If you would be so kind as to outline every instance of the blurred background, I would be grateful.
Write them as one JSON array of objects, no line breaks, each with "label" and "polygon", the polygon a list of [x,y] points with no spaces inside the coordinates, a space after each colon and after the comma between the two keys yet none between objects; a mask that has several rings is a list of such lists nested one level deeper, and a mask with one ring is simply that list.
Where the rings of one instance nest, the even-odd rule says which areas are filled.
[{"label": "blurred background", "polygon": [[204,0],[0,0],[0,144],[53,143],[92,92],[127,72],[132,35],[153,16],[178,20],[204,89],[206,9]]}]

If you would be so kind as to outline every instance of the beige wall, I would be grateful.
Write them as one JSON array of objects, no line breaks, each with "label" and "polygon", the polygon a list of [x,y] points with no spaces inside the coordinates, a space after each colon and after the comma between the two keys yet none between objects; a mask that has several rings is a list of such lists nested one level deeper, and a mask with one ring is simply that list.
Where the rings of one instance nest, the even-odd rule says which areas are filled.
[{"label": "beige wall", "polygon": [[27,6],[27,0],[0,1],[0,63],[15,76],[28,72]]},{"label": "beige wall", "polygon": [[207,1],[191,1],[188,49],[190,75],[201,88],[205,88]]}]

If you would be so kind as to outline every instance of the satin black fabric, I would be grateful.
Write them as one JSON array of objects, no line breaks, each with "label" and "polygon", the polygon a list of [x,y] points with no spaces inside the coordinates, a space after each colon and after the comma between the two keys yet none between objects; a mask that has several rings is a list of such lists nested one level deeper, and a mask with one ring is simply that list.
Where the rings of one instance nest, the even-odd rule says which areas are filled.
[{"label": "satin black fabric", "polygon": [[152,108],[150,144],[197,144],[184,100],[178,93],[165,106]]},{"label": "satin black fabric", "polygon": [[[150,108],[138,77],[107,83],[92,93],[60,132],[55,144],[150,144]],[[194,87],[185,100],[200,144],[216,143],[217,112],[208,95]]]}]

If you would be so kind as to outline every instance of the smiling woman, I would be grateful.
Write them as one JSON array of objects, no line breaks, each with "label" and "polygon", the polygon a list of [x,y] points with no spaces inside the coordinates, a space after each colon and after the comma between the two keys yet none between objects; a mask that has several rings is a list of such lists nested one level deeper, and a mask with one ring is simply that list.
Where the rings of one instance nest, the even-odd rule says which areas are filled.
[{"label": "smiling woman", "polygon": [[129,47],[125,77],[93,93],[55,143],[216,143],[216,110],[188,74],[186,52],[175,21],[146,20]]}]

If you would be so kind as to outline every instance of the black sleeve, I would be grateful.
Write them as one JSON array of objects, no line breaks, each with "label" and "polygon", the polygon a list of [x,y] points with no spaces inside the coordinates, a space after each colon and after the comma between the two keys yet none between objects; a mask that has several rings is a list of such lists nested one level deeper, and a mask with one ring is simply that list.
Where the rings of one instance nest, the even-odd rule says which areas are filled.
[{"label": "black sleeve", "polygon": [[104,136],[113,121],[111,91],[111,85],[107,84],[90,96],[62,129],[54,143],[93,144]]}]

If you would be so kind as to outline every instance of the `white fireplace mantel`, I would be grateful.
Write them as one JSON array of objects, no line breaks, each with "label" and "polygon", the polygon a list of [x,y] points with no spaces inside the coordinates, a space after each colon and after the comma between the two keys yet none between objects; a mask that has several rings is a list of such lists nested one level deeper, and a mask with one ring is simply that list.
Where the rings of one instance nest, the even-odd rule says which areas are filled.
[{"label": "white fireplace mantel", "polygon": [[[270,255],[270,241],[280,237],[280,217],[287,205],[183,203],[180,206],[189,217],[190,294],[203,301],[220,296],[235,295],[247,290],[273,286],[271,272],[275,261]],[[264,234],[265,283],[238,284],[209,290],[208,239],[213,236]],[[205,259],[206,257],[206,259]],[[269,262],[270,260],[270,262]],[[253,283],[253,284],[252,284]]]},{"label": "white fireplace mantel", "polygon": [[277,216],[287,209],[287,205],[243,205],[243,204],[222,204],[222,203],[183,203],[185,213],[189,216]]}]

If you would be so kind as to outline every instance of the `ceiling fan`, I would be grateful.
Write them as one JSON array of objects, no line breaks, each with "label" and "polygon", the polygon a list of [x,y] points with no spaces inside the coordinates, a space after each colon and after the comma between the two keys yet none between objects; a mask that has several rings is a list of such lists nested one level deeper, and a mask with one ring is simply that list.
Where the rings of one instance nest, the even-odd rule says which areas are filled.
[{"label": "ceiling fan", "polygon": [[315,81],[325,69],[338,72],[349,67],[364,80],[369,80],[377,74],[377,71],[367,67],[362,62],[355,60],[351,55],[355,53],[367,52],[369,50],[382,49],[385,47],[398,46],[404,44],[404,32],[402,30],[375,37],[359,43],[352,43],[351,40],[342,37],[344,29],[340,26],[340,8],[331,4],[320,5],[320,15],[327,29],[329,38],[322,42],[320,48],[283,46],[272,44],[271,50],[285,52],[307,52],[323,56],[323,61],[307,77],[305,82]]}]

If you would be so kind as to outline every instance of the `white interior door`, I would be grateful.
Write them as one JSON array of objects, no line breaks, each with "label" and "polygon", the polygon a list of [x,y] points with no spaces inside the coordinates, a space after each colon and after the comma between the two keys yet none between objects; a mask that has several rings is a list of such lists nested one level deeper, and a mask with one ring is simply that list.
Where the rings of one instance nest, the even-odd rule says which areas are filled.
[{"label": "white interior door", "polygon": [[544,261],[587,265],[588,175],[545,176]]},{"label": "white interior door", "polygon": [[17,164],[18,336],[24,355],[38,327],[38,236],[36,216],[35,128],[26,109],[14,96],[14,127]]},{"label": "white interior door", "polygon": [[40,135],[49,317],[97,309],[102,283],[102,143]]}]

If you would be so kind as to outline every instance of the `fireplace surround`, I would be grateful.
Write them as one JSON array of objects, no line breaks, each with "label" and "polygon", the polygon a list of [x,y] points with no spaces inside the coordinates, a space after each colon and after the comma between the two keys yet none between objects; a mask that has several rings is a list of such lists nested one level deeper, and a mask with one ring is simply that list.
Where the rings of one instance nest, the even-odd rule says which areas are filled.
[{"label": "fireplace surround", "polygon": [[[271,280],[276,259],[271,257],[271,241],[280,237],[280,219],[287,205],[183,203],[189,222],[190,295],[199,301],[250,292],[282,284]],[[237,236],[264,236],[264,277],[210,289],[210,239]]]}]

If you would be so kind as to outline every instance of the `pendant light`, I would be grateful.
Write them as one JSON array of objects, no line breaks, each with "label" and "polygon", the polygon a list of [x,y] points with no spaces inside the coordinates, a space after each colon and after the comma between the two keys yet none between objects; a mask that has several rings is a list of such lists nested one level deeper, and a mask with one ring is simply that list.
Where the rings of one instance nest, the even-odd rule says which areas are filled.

---

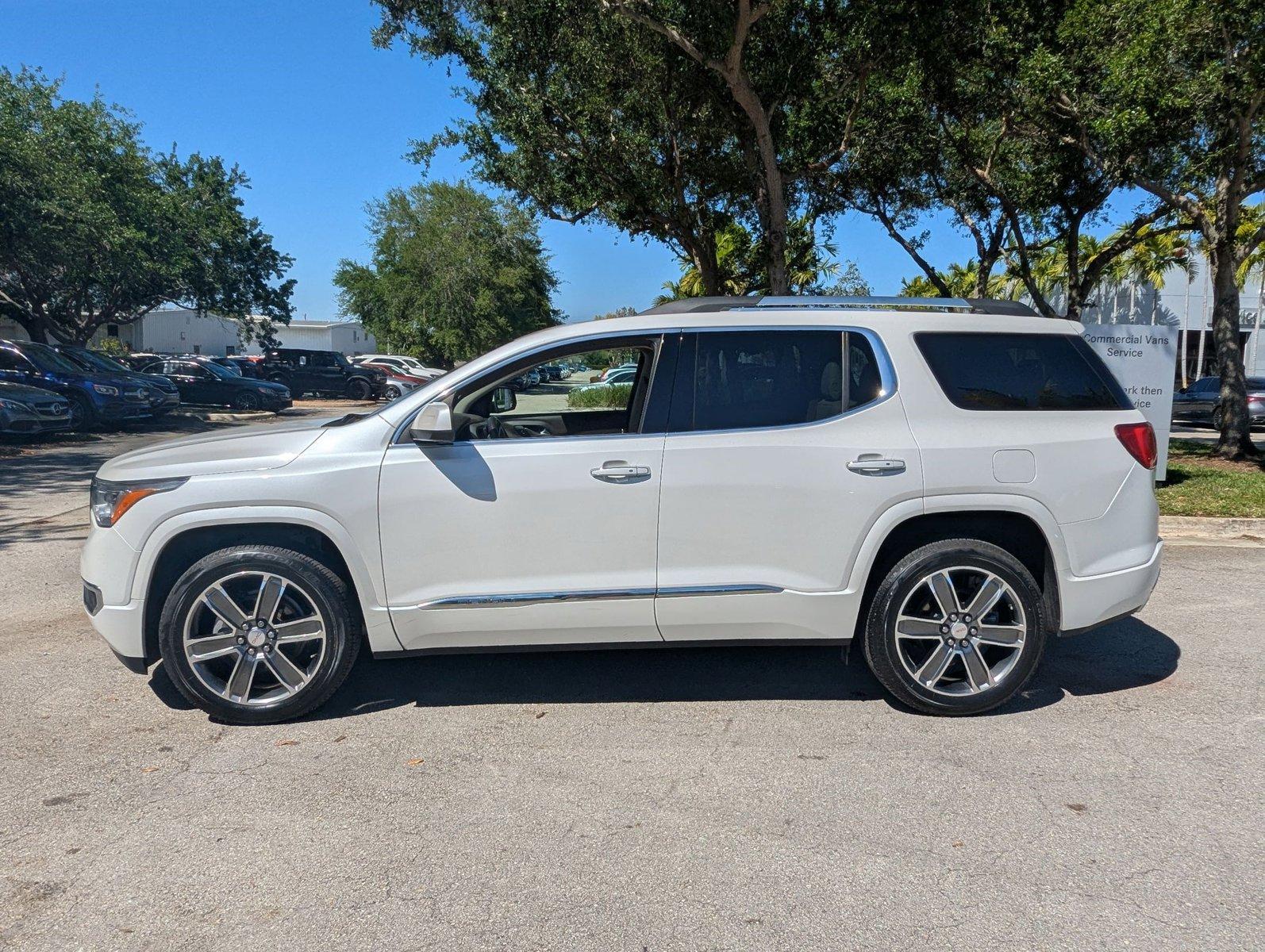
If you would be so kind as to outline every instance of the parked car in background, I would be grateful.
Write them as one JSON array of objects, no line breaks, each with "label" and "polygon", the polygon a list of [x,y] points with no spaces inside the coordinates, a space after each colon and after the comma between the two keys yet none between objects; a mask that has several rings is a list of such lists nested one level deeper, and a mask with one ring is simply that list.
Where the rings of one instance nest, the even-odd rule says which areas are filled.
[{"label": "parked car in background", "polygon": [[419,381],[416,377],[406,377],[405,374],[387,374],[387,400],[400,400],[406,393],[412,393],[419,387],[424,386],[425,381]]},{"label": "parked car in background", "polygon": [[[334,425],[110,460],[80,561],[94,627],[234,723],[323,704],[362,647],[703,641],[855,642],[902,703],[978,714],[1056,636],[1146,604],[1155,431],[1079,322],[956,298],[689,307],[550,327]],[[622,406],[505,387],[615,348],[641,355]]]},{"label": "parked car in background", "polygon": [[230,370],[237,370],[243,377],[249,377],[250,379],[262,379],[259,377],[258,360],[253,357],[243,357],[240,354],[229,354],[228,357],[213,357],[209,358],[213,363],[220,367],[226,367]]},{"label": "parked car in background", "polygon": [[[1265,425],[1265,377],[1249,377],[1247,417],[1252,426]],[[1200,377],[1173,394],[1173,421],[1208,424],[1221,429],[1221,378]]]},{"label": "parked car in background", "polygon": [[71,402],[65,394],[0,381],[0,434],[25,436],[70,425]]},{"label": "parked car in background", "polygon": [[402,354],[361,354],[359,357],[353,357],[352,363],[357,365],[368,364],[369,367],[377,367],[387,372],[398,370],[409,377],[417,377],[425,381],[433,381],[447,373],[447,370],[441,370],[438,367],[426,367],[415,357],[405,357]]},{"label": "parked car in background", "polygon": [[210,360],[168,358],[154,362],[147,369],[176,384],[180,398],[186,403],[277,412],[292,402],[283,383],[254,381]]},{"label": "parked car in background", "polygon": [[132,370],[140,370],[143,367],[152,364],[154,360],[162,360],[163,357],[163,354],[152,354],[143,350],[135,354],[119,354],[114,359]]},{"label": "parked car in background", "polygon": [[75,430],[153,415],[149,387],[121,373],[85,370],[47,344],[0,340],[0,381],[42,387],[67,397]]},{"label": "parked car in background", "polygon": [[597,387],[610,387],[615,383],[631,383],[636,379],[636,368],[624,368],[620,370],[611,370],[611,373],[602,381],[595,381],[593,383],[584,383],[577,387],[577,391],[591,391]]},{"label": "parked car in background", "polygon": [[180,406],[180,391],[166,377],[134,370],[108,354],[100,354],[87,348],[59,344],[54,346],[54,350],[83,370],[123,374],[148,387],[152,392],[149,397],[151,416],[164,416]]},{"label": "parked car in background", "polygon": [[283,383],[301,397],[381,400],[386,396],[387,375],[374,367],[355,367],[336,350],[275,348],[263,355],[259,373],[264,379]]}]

■ Task details
Which of the lines above contain the string "interior"? Copy each of them in full.

■ Output of the task
If you would be so kind as to outline every instance of the `white interior door`, I would be grateful.
[{"label": "white interior door", "polygon": [[544,261],[587,265],[588,175],[545,176]]},{"label": "white interior door", "polygon": [[17,164],[18,336],[24,355],[38,327],[38,236],[36,216],[35,128],[26,109],[14,96],[14,127]]},{"label": "white interior door", "polygon": [[40,135],[49,317],[97,309],[102,283],[102,143]]}]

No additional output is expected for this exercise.